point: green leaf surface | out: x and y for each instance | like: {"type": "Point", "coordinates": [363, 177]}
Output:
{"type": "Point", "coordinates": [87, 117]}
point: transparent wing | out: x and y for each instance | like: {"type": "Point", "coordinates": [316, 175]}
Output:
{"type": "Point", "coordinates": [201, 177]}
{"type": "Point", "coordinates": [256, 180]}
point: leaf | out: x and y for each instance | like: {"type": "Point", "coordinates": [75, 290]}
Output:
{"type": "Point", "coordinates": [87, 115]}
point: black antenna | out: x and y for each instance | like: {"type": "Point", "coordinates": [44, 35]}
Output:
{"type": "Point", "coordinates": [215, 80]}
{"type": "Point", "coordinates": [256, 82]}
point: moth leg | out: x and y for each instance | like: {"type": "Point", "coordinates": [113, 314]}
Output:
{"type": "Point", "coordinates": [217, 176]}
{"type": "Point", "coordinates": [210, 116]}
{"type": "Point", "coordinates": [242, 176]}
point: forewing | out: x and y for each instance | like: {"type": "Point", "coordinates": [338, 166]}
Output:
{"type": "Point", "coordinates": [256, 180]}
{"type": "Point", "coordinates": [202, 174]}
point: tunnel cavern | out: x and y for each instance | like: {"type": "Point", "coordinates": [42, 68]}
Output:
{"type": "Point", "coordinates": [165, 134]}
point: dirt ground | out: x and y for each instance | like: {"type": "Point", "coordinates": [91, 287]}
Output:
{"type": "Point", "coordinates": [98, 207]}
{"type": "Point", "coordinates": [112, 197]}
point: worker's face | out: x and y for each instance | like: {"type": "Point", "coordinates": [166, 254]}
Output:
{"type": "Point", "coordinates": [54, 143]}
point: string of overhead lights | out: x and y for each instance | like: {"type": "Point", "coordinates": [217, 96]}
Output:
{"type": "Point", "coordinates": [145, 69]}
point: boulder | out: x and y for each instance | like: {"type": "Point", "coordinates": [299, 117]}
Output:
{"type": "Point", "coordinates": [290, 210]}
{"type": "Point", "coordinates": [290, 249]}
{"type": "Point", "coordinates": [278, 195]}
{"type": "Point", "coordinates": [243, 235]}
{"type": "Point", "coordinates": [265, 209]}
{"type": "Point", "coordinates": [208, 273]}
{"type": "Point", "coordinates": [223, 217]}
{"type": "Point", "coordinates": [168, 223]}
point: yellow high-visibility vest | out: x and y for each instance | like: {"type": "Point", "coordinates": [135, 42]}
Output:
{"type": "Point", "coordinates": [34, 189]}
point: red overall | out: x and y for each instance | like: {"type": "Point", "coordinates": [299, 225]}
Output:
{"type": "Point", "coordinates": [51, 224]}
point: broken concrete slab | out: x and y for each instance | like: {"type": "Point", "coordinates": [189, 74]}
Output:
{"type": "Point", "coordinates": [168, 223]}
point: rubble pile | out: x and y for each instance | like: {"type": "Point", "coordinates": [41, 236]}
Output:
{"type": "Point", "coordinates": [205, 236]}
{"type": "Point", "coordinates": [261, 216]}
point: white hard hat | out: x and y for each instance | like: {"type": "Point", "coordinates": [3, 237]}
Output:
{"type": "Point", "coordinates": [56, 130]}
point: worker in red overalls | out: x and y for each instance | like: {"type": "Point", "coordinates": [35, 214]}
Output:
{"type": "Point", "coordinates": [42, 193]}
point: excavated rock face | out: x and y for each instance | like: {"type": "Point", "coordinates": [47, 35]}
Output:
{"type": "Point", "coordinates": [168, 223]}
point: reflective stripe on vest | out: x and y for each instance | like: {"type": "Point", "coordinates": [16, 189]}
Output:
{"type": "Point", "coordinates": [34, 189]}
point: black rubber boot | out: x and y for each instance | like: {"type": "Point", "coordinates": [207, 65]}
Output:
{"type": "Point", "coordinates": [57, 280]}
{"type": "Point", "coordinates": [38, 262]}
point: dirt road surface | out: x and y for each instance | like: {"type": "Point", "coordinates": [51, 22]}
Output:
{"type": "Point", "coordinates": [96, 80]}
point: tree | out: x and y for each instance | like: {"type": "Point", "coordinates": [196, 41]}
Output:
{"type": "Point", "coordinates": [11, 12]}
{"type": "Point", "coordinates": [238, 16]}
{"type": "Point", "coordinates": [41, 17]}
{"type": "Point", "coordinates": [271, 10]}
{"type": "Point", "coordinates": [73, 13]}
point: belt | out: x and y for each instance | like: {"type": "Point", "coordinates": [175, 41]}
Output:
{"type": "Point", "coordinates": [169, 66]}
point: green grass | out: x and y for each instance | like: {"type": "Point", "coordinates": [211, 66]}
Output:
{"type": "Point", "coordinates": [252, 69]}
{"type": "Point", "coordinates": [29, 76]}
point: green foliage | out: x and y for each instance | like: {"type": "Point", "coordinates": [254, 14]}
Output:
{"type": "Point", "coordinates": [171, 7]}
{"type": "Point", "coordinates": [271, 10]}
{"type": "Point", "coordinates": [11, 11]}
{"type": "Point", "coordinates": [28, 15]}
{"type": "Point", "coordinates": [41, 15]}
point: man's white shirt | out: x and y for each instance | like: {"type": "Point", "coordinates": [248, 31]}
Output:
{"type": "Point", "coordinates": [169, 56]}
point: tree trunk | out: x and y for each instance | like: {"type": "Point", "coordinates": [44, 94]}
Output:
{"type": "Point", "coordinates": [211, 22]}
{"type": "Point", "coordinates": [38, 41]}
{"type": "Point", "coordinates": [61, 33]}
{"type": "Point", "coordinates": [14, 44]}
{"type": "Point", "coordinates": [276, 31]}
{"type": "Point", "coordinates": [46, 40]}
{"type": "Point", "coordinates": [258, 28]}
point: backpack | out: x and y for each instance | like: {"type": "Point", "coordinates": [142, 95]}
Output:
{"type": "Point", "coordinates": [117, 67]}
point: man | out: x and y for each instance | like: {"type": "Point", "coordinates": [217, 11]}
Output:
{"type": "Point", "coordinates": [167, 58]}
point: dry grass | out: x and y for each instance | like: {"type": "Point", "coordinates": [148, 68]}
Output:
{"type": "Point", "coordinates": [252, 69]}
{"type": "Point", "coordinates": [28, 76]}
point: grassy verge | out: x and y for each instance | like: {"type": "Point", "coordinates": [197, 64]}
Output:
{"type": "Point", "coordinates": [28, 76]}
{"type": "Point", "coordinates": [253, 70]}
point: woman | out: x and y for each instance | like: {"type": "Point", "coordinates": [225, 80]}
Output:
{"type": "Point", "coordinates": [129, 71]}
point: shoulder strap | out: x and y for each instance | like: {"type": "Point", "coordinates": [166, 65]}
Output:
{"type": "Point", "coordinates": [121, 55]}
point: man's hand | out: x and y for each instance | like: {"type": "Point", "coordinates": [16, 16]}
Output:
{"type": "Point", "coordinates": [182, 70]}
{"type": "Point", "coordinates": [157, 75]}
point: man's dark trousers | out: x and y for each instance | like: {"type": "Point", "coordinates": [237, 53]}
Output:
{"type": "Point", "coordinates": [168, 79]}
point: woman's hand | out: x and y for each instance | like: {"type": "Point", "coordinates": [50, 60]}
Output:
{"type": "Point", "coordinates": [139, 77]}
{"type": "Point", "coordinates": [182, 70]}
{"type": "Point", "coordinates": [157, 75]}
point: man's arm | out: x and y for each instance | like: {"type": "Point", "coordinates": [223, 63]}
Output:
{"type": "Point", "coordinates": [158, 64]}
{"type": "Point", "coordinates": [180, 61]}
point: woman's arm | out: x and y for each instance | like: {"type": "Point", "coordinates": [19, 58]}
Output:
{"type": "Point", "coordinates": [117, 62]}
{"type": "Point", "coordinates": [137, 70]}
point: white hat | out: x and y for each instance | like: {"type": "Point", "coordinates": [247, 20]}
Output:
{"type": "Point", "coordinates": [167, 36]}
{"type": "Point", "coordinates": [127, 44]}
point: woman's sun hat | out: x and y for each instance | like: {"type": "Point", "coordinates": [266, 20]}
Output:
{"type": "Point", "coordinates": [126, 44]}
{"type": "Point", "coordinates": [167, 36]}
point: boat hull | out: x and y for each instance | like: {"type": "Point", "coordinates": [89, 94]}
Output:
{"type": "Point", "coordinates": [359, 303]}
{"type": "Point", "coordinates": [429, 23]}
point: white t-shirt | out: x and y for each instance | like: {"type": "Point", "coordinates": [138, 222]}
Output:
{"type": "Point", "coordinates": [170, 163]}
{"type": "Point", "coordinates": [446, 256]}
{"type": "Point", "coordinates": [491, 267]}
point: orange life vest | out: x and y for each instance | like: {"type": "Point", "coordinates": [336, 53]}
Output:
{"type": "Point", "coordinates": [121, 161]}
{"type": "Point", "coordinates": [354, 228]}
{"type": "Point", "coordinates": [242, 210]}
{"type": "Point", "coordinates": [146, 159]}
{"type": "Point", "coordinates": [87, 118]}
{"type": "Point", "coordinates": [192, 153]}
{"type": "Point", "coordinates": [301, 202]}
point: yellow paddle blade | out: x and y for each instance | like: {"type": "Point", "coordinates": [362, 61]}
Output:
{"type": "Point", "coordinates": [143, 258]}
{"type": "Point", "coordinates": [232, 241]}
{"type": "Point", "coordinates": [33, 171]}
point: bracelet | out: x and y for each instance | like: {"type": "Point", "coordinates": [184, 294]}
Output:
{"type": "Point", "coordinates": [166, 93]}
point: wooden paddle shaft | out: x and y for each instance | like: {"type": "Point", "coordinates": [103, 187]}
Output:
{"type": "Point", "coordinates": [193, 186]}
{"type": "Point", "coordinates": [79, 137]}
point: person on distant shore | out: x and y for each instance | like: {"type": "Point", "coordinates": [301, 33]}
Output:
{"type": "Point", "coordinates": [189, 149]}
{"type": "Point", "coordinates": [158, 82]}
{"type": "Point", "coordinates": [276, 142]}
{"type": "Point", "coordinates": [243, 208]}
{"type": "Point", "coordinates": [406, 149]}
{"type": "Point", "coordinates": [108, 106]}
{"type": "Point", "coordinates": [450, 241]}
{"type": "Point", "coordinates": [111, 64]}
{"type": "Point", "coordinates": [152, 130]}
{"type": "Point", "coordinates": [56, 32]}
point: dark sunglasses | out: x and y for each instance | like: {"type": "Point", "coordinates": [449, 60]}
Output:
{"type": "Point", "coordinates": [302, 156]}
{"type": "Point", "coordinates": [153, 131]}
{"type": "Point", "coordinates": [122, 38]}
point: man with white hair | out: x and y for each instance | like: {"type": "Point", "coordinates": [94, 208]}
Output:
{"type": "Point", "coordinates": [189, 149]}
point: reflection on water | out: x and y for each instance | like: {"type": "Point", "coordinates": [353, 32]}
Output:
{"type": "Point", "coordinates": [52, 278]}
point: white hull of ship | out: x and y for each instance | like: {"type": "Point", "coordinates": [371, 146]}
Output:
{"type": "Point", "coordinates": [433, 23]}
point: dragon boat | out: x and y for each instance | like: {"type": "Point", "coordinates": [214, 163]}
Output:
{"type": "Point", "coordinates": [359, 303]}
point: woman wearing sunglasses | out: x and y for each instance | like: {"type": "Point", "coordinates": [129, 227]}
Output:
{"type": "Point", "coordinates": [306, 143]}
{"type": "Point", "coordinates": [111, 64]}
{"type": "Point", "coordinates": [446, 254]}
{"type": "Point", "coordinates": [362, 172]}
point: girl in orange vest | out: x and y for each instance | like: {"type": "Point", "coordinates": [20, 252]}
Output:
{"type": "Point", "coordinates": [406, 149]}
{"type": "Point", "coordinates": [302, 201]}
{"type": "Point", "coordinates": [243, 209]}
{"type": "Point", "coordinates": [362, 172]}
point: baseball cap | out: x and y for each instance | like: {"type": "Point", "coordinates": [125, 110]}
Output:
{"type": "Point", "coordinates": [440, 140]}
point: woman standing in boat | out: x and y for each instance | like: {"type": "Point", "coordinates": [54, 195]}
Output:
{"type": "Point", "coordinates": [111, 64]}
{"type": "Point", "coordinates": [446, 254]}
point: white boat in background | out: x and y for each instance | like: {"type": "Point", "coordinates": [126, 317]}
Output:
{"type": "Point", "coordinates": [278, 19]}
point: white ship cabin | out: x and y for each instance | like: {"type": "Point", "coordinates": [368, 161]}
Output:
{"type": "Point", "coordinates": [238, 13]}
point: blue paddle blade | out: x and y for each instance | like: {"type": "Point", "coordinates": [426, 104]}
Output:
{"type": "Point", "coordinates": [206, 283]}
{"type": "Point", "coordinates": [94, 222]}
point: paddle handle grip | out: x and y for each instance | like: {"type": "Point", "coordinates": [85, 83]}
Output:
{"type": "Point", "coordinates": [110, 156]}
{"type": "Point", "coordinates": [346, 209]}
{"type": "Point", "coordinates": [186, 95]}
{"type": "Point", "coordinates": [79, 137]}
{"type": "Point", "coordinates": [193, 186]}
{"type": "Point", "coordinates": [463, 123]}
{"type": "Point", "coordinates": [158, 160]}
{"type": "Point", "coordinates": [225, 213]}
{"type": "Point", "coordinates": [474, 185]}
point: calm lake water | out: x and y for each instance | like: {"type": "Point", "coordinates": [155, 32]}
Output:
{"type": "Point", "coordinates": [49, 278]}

__주어진 과제__
위 기록에서 "point: calm lake" 문구가 포함된 줄부터 기록의 마지막 줄까지를 양 끝 줄을 포함하여 JSON 문자열 목록으로 변환하시오. 한 줄마다 문자열 하나로 하고 빈 줄은 제외한다.

__이 문제의 답__
[
  "point: calm lake water | out: x and y for each instance | like: {\"type\": \"Point\", \"coordinates\": [155, 32]}",
  "Output:",
  "{\"type\": \"Point\", \"coordinates\": [49, 278]}"
]